• [AIM OF THE TASK] Count the lines below that contain the string "cliff", with case counting, and give only the number.

— START MATERIAL PROVIDED —

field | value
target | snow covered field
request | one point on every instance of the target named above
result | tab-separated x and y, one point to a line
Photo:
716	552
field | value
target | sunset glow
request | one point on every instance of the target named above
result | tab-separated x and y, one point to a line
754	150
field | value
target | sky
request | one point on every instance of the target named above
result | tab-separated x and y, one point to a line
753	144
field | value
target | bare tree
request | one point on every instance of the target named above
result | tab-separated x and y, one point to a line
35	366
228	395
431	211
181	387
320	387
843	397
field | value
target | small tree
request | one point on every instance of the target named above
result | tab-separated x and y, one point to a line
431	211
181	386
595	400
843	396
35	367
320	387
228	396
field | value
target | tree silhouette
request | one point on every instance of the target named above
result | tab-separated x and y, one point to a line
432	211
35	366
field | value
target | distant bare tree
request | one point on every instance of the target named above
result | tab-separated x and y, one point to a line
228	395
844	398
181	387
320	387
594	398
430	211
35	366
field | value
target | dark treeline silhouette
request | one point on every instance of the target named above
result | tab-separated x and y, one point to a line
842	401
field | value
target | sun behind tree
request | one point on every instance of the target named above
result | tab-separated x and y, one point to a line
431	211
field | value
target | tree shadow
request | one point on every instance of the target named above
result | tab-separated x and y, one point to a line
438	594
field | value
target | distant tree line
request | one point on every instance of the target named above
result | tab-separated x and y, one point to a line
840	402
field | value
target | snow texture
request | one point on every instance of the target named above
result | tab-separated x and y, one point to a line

— END MATERIAL PROVIDED —
— START MATERIAL PROVIDED —

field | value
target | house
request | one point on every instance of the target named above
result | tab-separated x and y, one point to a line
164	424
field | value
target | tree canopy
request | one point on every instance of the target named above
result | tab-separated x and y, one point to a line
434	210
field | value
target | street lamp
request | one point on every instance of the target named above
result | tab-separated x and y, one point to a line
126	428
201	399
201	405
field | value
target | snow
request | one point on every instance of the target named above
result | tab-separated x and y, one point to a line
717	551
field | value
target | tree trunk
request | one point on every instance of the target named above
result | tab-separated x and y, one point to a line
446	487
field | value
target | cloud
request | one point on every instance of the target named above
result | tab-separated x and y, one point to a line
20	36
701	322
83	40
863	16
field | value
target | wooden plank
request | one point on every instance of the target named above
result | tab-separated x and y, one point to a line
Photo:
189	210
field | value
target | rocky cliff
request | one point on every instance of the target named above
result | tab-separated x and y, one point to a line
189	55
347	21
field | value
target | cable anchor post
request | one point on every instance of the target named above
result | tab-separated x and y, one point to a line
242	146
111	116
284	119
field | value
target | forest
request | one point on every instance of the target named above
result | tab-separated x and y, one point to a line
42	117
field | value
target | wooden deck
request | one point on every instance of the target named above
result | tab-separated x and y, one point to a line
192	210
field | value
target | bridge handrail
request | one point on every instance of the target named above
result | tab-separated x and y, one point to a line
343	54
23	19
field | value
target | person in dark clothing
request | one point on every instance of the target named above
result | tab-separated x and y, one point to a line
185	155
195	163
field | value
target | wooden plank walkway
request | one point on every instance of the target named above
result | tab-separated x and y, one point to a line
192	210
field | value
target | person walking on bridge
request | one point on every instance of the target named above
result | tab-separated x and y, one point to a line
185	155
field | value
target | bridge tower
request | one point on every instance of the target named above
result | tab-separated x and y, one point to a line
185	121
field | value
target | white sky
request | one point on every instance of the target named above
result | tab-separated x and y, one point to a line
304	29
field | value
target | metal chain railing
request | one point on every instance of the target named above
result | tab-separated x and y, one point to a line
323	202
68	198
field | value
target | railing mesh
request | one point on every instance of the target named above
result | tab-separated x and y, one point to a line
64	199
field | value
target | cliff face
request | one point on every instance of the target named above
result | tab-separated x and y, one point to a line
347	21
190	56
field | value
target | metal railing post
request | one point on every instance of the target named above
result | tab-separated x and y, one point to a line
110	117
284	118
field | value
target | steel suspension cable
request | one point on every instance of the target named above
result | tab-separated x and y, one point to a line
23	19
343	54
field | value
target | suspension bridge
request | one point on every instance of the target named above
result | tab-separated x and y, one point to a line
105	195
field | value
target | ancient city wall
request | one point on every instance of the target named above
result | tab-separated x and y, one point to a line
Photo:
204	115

— END MATERIAL PROVIDED —

• [CORRECT RESULT] 2